WRITTEN REQUEST:
Reproduce the lines of the items below verbatim, beginning at the line that contains "Report the location of each instance of the tricolour" and continuing through the last line of the items. Output only those lines.

Excerpts from point annotation data:

________________________________________

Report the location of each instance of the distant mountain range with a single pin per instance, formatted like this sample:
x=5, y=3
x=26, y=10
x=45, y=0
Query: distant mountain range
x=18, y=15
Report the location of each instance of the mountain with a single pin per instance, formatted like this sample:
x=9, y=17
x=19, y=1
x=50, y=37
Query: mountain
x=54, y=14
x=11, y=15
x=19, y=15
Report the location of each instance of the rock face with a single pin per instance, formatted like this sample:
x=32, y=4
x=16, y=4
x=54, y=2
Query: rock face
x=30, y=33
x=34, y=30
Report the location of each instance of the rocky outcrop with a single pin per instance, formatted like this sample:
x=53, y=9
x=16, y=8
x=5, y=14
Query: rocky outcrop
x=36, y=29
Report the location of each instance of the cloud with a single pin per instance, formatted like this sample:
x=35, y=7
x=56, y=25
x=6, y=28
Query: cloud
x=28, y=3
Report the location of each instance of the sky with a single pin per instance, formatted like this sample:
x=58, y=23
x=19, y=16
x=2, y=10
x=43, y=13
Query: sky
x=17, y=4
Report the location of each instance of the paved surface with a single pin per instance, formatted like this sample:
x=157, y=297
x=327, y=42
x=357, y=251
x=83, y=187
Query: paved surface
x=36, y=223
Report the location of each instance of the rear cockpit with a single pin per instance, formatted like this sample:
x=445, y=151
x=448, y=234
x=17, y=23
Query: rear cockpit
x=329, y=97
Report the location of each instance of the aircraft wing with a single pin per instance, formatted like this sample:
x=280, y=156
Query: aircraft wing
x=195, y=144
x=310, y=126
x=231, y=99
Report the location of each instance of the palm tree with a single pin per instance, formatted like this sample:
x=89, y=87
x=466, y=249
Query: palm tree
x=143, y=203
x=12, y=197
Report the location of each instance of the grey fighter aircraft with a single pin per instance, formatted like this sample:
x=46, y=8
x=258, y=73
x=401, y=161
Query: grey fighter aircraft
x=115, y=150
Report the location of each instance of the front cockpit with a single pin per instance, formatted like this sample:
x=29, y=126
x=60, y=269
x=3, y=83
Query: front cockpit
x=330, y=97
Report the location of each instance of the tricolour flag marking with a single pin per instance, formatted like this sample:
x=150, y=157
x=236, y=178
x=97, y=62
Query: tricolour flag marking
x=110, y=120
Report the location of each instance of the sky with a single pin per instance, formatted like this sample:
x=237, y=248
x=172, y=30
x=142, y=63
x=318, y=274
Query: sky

________________________________________

FINAL ANSWER:
Report the location of each instance of the tricolour flag marking with a single pin per instance, formatted like this sample:
x=150, y=157
x=236, y=178
x=97, y=62
Query: tricolour flag marking
x=110, y=120
Report the location of each instance of the sky with a single pin per instance, formatted like this sample:
x=237, y=248
x=172, y=30
x=142, y=63
x=318, y=274
Query: sky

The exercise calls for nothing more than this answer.